Data under study section start
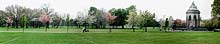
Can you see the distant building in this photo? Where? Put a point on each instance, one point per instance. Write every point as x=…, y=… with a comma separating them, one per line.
x=193, y=17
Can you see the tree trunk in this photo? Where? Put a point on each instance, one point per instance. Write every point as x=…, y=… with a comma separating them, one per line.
x=122, y=26
x=145, y=29
x=110, y=30
x=133, y=28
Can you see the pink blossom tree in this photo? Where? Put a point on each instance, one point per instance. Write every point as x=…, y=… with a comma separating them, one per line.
x=45, y=19
x=9, y=21
x=110, y=19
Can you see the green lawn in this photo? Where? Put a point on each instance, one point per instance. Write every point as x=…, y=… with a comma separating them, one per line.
x=128, y=37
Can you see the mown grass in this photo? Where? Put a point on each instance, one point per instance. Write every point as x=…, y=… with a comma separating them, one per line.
x=153, y=36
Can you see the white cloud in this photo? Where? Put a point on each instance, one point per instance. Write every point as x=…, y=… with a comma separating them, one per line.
x=175, y=8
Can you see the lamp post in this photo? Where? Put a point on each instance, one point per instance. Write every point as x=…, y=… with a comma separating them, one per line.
x=218, y=15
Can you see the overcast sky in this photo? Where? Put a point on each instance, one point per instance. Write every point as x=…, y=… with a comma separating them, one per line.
x=175, y=8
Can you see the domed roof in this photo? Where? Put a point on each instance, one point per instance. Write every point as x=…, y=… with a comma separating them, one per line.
x=193, y=9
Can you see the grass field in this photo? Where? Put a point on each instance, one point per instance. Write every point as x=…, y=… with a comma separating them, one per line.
x=126, y=37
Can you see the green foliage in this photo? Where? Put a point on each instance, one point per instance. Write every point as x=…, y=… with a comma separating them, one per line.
x=121, y=16
x=68, y=20
x=215, y=12
x=24, y=20
x=132, y=15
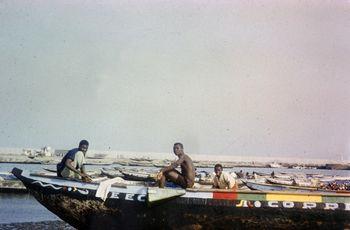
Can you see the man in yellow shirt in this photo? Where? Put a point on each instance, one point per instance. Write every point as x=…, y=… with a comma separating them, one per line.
x=223, y=180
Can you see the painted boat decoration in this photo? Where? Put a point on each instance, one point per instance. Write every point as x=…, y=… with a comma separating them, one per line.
x=106, y=206
x=278, y=187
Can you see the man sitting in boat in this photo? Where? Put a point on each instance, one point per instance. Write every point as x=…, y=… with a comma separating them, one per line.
x=223, y=180
x=72, y=164
x=185, y=179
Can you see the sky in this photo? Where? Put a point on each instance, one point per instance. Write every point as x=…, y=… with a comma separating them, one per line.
x=257, y=78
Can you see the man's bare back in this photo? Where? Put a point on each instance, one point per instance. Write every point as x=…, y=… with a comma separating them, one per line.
x=186, y=178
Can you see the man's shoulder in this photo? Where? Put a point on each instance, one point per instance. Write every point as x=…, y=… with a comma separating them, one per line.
x=187, y=157
x=226, y=174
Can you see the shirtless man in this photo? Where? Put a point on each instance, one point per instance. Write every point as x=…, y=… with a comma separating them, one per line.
x=186, y=178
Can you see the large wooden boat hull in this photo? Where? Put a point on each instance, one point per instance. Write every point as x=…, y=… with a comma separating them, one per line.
x=132, y=207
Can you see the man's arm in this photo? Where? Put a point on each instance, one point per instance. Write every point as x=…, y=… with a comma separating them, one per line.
x=231, y=181
x=173, y=165
x=69, y=165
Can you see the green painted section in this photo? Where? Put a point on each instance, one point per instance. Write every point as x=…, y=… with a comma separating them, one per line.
x=247, y=196
x=334, y=199
x=158, y=194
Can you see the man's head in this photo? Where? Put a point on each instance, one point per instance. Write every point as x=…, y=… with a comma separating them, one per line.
x=178, y=149
x=218, y=170
x=83, y=146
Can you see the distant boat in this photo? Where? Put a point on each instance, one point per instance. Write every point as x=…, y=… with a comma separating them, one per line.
x=275, y=165
x=97, y=206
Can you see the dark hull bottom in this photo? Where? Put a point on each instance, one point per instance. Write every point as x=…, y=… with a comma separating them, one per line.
x=121, y=214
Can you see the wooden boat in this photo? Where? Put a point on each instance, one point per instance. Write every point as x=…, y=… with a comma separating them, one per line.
x=280, y=181
x=138, y=207
x=110, y=173
x=276, y=187
x=138, y=176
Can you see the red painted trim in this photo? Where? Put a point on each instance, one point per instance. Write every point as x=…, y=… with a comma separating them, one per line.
x=225, y=195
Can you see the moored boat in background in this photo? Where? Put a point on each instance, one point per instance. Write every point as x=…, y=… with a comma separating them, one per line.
x=128, y=207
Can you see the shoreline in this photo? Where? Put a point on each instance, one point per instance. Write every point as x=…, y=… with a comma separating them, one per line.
x=156, y=162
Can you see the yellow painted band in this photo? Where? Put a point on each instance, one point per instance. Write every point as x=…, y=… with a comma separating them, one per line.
x=294, y=197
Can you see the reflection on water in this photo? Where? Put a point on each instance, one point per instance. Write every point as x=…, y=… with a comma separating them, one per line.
x=16, y=208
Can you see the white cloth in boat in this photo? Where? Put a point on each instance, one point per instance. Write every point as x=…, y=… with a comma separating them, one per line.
x=105, y=186
x=226, y=181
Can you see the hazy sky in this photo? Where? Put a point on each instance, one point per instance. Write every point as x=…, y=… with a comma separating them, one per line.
x=267, y=78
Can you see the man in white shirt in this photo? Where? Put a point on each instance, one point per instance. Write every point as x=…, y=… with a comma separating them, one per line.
x=222, y=180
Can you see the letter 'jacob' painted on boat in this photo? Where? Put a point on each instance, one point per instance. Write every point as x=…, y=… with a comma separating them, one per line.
x=128, y=196
x=290, y=204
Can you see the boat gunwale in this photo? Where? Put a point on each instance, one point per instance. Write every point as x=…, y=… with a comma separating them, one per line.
x=195, y=190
Data under study section end
• _Assignment_: Word for word, print all of the data; skip the pictures.

• _Your response_:
Can you see the distant building in this photo? Where? Put a point on each instance, one point per instance. Write every point as x=…, y=… with a comma separating them, one per line.
x=193, y=17
Can you see the tree trunk in this photo? Where? Put a point on each instance, one point per instance. Write every point as x=…, y=… with a comma separating them, one per line.
x=122, y=26
x=145, y=29
x=110, y=30
x=133, y=28
Can you see the pink blossom tree in this photo? Where? Put a point on each instance, one point per instance. Write every point as x=…, y=… with a comma separating them, one per line.
x=45, y=19
x=9, y=21
x=110, y=19
Can you see the green lawn in this photo? Where? Put a point on each instance, one point per instance. Write every point as x=…, y=… with a comma separating them, one per line.
x=128, y=37
Can you see the mown grass in this photo? Where? Put a point on each instance, one point per instance. Write every point as x=…, y=… with a comma separating them, one per line.
x=153, y=36
Can you see the white cloud in this photo? Where? Put a point on each instance, one point per instance. Write every point as x=…, y=… with a comma separating them, one per line.
x=175, y=8
Can you see the lamp post in this photo? Where? Put a point on each instance, one point per instance. Write every point as x=…, y=… with a comma separating them, one per line.
x=218, y=15
Can you see the overcast sky in this photo? Where? Put a point on each instance, one point per instance. Write every point as x=…, y=… with a comma separating them, one per line.
x=175, y=8
Can you see the domed roof in this photo? Where? Put a point on each instance, one point per instance. Write every point as x=…, y=… with a comma separating them, one per line.
x=193, y=9
Can you see the grass field in this photo? Where? Put a point on each instance, one point per instance. Write every point as x=…, y=… with a comma separating them, one per line.
x=126, y=37
Can you see the green foliage in this photo? Where? Put a point on each instance, one point per instance. Write every point as x=…, y=… with a comma separating them, one per line.
x=121, y=16
x=68, y=20
x=215, y=12
x=24, y=20
x=132, y=15
Can you see the man in yellow shirt in this photo? Where? Put a point on each instance, one point per instance. Write every point as x=…, y=… with a comma separating them, one per line.
x=223, y=180
Can you see the painted boat decoration in this photo? Where? Put a point on each instance, one point per instance. Write every point as x=…, y=… with a comma separating them, one per line.
x=106, y=206
x=278, y=187
Can you see the man sitting in boat in this photo? Where? Put a point on each instance, one point per instance. Write every point as x=…, y=… with a comma separating them, one per line.
x=223, y=180
x=72, y=164
x=185, y=179
Can you see the sky in this photo? Where? Put a point on each instance, one point per instance. Write every point as x=…, y=… with a comma separating them, one per line.
x=257, y=78
Can you see the man's bare back in this photo? Where? Put a point on each instance, one point per instance. Write every point as x=…, y=… with a comma separating them, one per line.
x=186, y=178
Can you see the man's shoulder in this photo? Where? Put a point on each instance, one point per instance. Write every point as x=…, y=… with a comma separating them, one per line.
x=187, y=157
x=226, y=174
Can you see the shirtless man in this photo? Where? Put a point on each instance, one point per instance. Write every point as x=…, y=… with a comma separating them, one per line.
x=186, y=178
Can you see the large wooden boat hull in this photo? Where? Put a point on each instance, one point per instance. Write every point as x=…, y=… with a comma separating them, one per line.
x=132, y=207
Can you see the man's arm in this photo? Where? Put a point on each instance, one point per instance. Write every point as x=…, y=… with a comma separating them, one per line.
x=231, y=181
x=173, y=165
x=69, y=165
Can you see the green painted section in this photo? Where? Put a point on each instance, one point per instance. Write every point as x=…, y=… with a comma separating them, one per line.
x=247, y=196
x=334, y=199
x=158, y=194
Can you see the man's head in this photo? Where? Put a point on each instance, one point per instance. Write every point as x=…, y=… with a comma separating them, one per line.
x=178, y=149
x=218, y=170
x=83, y=146
Can you see the distant boat in this photo? Where? Put a point on each instance, one point per instance. Write every point as x=…, y=… with a comma separating them, one per line.
x=275, y=165
x=97, y=206
Can you see the dark hull bottom in this photo? Where? Put a point on each instance, one point per instance. Write every point as x=…, y=… with a comma separating them, one per line.
x=121, y=214
Can you see the wooden boat in this photo? Where? Put a point on each instance, one point per instance. Write every point as x=…, y=… with a comma separating them, one per line.
x=280, y=181
x=138, y=207
x=110, y=173
x=276, y=187
x=138, y=176
Can you see the red painted trim in this photo? Where? Put a point on each instance, one point per instance. Write every point as x=…, y=… with a comma separating them, one per line.
x=225, y=195
Can you see the moored boat in background in this photo? Where? Put a point on each instance, one point per instance. Write every point as x=…, y=… with a comma separating them, one per line.
x=128, y=207
Can you see the shoreline in this photo? Where? Put a point on each instance, one point per instance. Write every point as x=…, y=… with a comma separating them, one per line.
x=156, y=162
Can you see the yellow painted band in this photo? Where? Put a point on each instance, one point per instance. Write every point as x=…, y=… with a comma separating them, one per line.
x=294, y=197
Can you see the reflection on water in this photo? Where? Put a point on each instance, one point per instance. Write every point as x=…, y=… with a comma separating them, one per line.
x=16, y=208
Can you see the white cloth in boat in this photo? Where? Put a point on each instance, one point per instance. Write every point as x=…, y=… with a comma separating them, one per line.
x=105, y=186
x=226, y=181
Can you see the hazy sky in this photo? Where? Put a point on each instance, one point per instance. Write every point as x=…, y=… with a comma separating them, one per line.
x=267, y=78
Can you see the man in white shirt in this photo? Where? Put a point on each instance, one point per instance. Write every point as x=…, y=… with a comma separating them, one per line.
x=222, y=180
Can you see the letter 'jacob' painted on boat in this photo? Where? Put a point on each instance, one point per instance. Write every point as x=…, y=… with a comma separating them, one per line.
x=128, y=196
x=290, y=204
Can you see the boat gunwale in this photo? Where? Put a point on each instance, one point per instance. Write every point as x=…, y=… with a comma separating them, one per line.
x=195, y=190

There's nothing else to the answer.